> _SHORT PROBLEM_: Copy the lines below verbatim, beginning with the line that includes "Expected: a single pin indicated on each instance of the facade" and continuing to the end; leave out everything before it.

> _AVAILABLE DATA_:
* Start *
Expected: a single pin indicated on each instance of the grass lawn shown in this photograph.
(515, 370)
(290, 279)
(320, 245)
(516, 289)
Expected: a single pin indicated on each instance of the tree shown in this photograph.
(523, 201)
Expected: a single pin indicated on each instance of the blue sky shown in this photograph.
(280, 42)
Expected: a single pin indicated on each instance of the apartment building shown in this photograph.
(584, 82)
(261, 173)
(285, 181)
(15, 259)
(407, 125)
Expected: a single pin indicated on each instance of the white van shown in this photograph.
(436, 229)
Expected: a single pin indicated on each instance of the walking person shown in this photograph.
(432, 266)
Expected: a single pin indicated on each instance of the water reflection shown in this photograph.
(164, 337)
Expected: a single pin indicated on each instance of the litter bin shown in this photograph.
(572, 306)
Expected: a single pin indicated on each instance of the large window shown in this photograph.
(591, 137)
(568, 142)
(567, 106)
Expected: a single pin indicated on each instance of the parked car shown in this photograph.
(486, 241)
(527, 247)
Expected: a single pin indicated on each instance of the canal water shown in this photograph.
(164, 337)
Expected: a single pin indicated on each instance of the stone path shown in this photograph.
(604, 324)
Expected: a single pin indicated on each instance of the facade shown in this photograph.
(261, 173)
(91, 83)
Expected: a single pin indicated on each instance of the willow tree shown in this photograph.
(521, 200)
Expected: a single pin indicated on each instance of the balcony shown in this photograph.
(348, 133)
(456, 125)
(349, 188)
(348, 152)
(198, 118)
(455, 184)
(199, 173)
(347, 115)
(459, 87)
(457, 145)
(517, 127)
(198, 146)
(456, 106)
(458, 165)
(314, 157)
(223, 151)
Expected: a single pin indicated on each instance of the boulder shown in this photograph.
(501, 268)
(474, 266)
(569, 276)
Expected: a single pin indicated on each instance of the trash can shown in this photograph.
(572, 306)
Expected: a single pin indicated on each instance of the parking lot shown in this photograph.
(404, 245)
* End *
> _ANSWER TO THIS PROBLEM_:
Expected: a single pin indicated on each instance of the facade shown in this photograph.
(261, 173)
(91, 83)
Expected: a single pin indicated on each instance of the willow tree shown in this photograph.
(521, 200)
Expected: a single pin indicated on each instance of the balcony shown in this photograph.
(348, 133)
(456, 125)
(349, 188)
(348, 152)
(198, 118)
(455, 184)
(199, 173)
(347, 115)
(459, 87)
(457, 145)
(517, 127)
(198, 146)
(456, 106)
(458, 165)
(314, 157)
(223, 151)
Expected: a single pin indicated on each instance of the boulder shown in this photograph.
(501, 268)
(474, 266)
(569, 276)
Expected: a single pin indicated on each instance of the trash can shown in this photograph.
(572, 306)
Expected: a single pin indicated on each instance of the parking lot shown in this photograph.
(404, 245)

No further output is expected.